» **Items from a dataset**
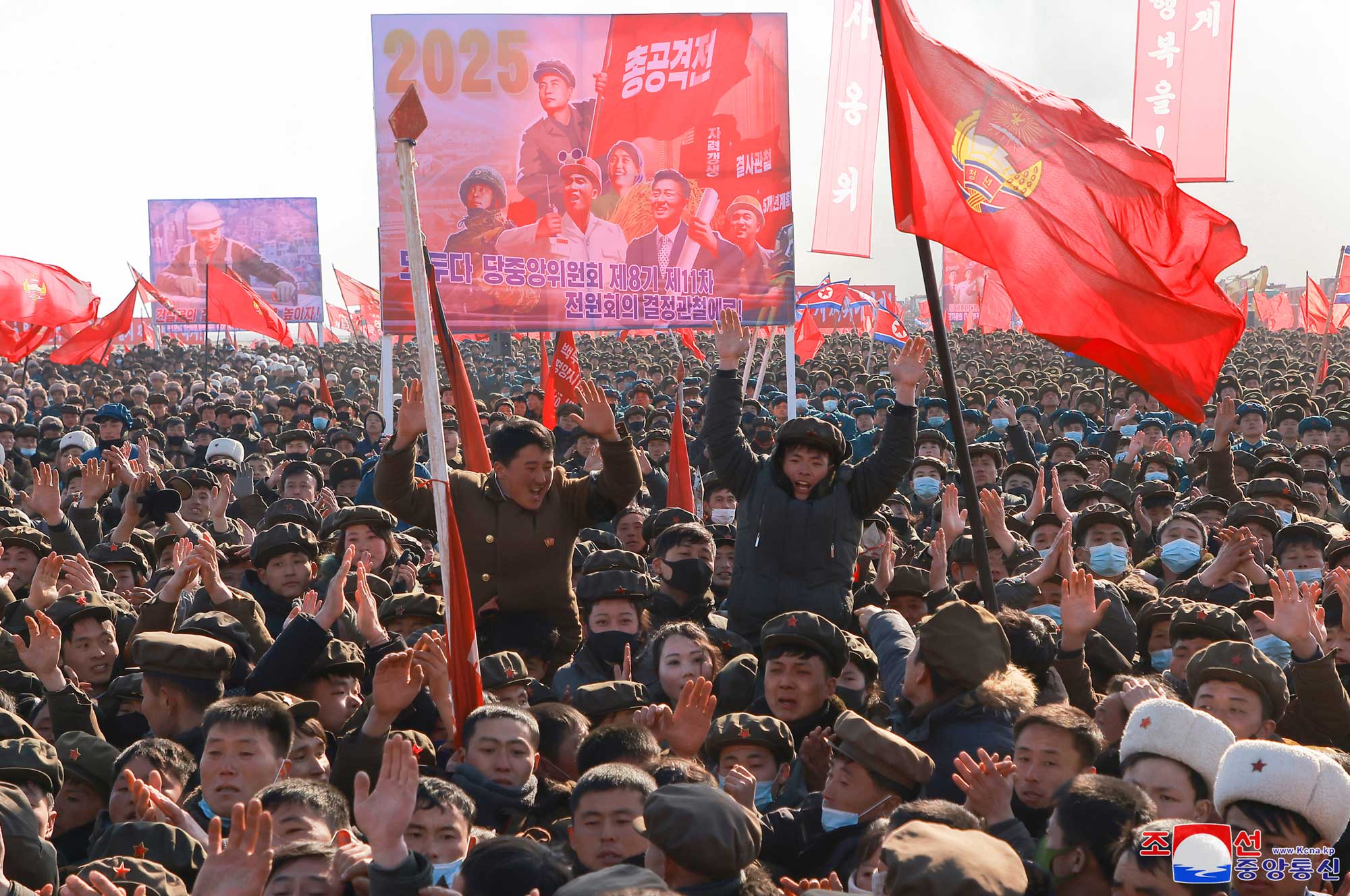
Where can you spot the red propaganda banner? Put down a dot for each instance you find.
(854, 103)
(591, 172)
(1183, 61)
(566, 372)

==

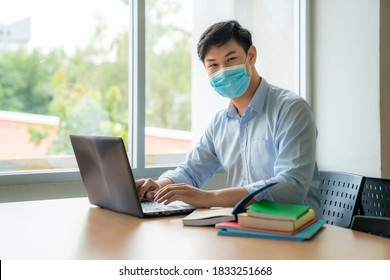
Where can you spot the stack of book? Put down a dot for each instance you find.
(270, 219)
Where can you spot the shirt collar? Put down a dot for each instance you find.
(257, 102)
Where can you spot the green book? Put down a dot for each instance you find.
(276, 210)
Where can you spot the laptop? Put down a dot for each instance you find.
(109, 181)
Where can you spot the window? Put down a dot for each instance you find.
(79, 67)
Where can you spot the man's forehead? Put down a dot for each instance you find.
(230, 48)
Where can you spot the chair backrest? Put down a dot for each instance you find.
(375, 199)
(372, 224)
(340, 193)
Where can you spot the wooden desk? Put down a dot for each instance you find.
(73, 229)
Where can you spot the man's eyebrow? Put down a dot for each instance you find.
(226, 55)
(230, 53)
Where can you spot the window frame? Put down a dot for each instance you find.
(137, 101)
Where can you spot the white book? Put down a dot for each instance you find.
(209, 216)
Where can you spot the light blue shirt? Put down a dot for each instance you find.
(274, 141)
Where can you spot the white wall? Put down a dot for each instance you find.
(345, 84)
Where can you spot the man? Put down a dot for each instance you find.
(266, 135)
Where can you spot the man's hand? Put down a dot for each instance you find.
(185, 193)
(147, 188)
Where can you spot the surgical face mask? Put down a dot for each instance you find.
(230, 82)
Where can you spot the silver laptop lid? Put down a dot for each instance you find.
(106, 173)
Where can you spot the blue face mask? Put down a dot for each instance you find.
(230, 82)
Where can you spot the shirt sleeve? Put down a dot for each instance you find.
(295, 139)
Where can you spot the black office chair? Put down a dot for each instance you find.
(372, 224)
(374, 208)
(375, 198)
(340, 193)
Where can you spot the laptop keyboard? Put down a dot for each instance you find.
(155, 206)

» **Directions for this task**
Extract each line of the items that contains the word "chair", treating uppercase and lowercase letters as different.

» **Solution to this task**
Where can you spot the chair backrest? Put down a dot for each instance you find.
Where can you spot the black office chair? Put down a dot for each instance you find.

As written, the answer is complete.